• _Your task_
Extract each line of the material below that contains the string "query".

• _Provided information_
──────
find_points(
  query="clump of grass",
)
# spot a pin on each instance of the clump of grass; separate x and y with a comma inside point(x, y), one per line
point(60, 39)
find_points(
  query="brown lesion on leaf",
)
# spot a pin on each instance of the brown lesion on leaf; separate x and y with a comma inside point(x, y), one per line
──────
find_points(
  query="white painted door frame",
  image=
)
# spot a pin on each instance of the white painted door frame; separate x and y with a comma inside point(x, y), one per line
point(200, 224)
──────
• _Correct answer_
  query="clump of grass",
  query="brown lesion on leaf",
  query="white painted door frame",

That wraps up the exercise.